Having problem with allocating memory and pointers

Question

#include<stdio.h>
#include<stdlib.h>
#include<string.h>
char slovo(char *x);
int main ()
{
    char x;
    x=(char *)malloc(50*sizeof(char));
    fgets(x,sizeof(x),stdin);
    printf("%s",slovo(x));
    return 0;
    
}

char slovo(char *x)
{
    int i,n;
    n=strlen(x);
    for(i=0;i<n;i++)
    {
        if ((x[i]>='A' && x[i]<='Z') || (x[i]>='a' && x[i]<='z')) x[i]=x[i];
        else x[i]= ('A'+(rand()%26) || ('a'+(rand()%26)));
    }
    return x;
    
}

The task is to enter a string with a max of 50 characters and also allocate the memory for 50 characters. If a character in the string isnt a letter I must randomly convert it to any letter. I have a lot of errors and I dont know what to do.

8 3 C:\Users\x\Documents\juarsr.c [Warning] assignment makes integer from pointer without a cast

9 8 C:\Users\x\Documents\juarsr.c [Warning] passing argument 1 of 'fgets' makes pointer from integer without a cast

10 20 C:\Users\x\Documents\juarsr.c [Warning] passing argument 1 of 'slovo' makes pointer from integer without a cast

4 6 C:\Users\x\Documents\juarsr.c [Note] expected 'char ' but argument is of type 'char'

24 2 C:\Users\x\Documents\juarsr.c [Warning] return makes integer from pointer without a cast

Answer 1

In this code snippet

char x;
x=(char *)malloc(50*sizeof(char));

you declared the identifier x having the type char but you are trying to assign it with an object of the type char *.

You need to declare a pointer

char *x;

In this call

fgets(x,sizeof(x),stdin);

again you are using the object x of the type char. But if you will redeclare the identifier as it is required that is as having the type char * nevertheless this call will be incorrect because sizeof( x ) yields the size of pointer that is not equal to 50.

You have to write

fgets(x, 50 ,stdin);

Also you need to remove the new line character '\n' that can be appended to the entered string by the function fgets.

The function slovo should be declared like

char * slovo( char *x );

because within the function you are returning the pointer x.

The assignment x[i] to x[i] in this if statement

if ((x[i]>='A' && x[i]<='Z') || (x[i]>='a' && x[i]<='z')) x[i]=x[i];

does not make a sense.

In the else sub-statement

else x[i]= ('A'+(rand()%26) || ('a'+(rand()%26)));

the object x[i] will always have the value 1 because it is the value of the logical OR expression using in the right hand side of the assignment.

The program can look the following way.

#include <stdio.h>
#include <stdlib.h>
#include <string.h>
#include <ctype.h>

char * slovo( char *s )
{
    const char *letter = "ABCDEFGHIJKLMNOPQRSTUVWXYZ";
    const size_t total = 26;
    enum { LowerCase = 0, UpperCase = 1 };
    
    for ( char *p = s; *p; ++p )
    {
        if ( strchr( letter, toupper( ( unsigned char )*p ) ) == NULL )
        {
            char c = letter[ rand() % total] ;
            if ( rand() % 2 == LowerCase ) c = tolower( c );
            *p = c;
        }
    }
    
    return s;
}

int main(void) 
{
    const size_t N = 50;
    char *s = malloc( N );
    
    fgets( s, N, stdin );
    
    s[strcspn( s, "\n" )] = '\0';
    
    puts( slovo( s ) );

    free( s );
    
    return 0;
}

If to enter the string "Hello World!" then its output can look like

HellonWorldL
+++
**THE EXERCISE**: Reproduce the passage of the thread on memory allocation and pointers starting with "char * slovo( char *x" and going on through "make a sense.", substituting "conditional statement" for "if statement".
+++
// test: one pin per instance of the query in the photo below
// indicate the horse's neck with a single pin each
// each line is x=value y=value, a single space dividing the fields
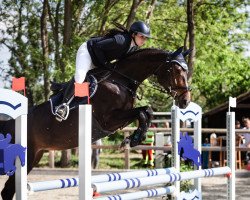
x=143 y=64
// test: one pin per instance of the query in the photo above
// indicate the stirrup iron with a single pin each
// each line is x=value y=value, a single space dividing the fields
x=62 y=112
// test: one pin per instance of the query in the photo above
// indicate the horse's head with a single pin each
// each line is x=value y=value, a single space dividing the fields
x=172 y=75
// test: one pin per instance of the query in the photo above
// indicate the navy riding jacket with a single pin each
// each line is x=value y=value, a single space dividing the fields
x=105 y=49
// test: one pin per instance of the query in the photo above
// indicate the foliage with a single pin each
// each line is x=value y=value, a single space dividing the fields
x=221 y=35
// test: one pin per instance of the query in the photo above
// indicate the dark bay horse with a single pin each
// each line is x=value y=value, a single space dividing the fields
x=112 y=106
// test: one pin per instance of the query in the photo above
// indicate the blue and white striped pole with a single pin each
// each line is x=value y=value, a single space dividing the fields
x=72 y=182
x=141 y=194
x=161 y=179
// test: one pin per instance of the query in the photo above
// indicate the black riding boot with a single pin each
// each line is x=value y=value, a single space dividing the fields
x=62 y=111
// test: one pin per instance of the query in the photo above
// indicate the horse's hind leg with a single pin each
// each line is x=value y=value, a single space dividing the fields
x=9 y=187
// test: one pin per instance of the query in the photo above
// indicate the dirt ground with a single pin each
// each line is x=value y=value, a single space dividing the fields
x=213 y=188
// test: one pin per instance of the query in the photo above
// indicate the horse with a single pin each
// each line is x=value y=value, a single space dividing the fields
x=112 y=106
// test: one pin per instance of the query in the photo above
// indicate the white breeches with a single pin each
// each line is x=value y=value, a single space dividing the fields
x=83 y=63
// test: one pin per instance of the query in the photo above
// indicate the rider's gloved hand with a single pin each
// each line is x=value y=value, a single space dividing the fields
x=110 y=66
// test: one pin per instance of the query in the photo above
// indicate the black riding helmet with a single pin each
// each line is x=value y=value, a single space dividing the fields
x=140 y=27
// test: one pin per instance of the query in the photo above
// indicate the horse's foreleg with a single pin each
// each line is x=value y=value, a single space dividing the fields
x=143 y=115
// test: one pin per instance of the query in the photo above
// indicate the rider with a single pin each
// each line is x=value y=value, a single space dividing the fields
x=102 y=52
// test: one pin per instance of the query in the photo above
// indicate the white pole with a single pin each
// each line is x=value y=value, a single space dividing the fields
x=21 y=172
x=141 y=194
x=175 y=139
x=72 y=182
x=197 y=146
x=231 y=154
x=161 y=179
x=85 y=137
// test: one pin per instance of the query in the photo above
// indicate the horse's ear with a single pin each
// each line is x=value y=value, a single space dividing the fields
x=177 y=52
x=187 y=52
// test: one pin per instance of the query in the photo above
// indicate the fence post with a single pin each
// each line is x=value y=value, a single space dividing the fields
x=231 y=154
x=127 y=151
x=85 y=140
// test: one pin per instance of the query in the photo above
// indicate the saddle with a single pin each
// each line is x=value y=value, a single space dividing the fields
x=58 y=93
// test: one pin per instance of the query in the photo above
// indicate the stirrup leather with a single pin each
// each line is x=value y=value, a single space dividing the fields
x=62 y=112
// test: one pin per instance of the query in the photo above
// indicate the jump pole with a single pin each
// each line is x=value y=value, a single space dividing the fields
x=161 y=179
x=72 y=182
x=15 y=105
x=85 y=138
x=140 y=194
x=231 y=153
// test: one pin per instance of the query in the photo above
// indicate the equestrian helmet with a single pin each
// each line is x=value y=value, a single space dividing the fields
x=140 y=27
+++
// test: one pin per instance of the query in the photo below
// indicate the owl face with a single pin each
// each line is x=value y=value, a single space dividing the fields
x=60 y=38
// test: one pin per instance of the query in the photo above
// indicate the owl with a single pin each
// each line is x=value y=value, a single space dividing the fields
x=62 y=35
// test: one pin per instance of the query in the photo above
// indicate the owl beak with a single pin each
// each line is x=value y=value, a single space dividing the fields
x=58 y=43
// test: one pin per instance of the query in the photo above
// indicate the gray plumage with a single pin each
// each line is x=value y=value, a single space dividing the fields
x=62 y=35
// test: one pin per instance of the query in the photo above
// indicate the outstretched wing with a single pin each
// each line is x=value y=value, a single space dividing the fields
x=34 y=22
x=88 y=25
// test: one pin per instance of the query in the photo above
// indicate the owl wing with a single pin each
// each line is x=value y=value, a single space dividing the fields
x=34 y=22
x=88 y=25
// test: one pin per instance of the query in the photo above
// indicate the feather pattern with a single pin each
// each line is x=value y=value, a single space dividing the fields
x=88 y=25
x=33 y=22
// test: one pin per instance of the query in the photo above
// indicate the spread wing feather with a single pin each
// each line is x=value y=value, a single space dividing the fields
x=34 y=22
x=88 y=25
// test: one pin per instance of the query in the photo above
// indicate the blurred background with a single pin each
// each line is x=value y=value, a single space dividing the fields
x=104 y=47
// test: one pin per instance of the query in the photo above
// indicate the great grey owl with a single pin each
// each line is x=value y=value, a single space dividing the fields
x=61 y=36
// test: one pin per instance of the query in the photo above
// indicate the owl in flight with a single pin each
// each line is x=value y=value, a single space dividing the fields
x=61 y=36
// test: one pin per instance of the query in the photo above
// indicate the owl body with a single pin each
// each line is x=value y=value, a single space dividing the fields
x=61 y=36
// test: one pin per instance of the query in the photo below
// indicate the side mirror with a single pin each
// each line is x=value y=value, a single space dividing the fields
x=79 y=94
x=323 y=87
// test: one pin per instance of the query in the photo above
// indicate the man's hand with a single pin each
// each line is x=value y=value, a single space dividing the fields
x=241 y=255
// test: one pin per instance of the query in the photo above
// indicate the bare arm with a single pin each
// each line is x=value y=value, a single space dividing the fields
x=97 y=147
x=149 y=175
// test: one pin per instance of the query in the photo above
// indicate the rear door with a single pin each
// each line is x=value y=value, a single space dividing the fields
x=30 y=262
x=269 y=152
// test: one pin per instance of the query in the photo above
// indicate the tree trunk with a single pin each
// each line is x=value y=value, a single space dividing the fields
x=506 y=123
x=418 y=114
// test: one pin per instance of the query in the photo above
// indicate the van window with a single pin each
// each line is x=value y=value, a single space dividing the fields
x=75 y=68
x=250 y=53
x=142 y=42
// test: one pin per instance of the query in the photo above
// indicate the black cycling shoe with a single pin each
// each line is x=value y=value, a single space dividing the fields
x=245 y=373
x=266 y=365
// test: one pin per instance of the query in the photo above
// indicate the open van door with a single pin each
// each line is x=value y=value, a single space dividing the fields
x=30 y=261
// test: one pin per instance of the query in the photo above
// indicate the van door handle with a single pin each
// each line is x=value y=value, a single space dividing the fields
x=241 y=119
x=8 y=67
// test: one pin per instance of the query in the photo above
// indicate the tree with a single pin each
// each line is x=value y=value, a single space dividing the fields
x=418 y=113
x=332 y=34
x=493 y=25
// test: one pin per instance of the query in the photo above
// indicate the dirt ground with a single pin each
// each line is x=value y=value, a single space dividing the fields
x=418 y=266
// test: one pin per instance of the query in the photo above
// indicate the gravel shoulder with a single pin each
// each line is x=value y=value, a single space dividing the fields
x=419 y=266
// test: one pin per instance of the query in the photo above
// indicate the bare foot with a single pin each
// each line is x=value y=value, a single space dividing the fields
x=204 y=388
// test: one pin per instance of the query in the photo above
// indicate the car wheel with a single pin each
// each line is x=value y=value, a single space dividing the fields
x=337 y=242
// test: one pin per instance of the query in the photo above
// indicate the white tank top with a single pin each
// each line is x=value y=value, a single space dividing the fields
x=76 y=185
+++
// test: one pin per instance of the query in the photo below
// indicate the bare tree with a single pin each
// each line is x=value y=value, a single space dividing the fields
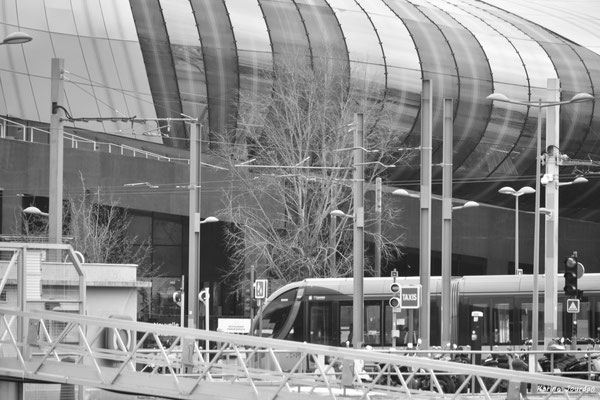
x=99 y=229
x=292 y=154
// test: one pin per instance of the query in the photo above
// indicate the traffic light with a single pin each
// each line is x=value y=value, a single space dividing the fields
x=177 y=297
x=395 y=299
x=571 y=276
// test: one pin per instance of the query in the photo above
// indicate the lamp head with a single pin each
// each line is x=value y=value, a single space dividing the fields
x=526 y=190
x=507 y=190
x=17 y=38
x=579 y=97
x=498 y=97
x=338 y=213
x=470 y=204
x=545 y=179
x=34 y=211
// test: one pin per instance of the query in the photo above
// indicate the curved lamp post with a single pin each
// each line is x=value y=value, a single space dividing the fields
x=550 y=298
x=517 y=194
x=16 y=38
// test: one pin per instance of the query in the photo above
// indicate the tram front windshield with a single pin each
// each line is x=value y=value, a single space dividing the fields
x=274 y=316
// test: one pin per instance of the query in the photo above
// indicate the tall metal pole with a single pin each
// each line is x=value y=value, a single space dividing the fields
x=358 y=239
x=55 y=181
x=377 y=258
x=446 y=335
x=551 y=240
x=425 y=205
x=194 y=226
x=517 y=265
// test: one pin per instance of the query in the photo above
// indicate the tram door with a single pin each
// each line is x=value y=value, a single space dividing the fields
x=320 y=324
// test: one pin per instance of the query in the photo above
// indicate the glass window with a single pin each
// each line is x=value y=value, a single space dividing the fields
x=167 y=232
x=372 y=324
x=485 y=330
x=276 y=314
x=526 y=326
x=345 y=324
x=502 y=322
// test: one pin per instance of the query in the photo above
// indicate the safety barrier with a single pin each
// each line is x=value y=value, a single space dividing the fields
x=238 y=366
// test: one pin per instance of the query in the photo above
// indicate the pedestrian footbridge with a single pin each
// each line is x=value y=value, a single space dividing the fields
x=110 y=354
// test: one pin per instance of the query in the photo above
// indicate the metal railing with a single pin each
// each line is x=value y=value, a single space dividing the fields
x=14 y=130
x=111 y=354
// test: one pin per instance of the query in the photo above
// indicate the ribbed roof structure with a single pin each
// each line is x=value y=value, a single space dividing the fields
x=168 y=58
+++
**TASK ANSWER**:
char * slovo( char *x );

because within the function you are returning the pointer x.

The assignment x[i] to x[i] in this conditional statement

if ((x[i]>='A' && x[i]<='Z') || (x[i]>='a' && x[i]<='z')) x[i]=x[i];

does not make a sense.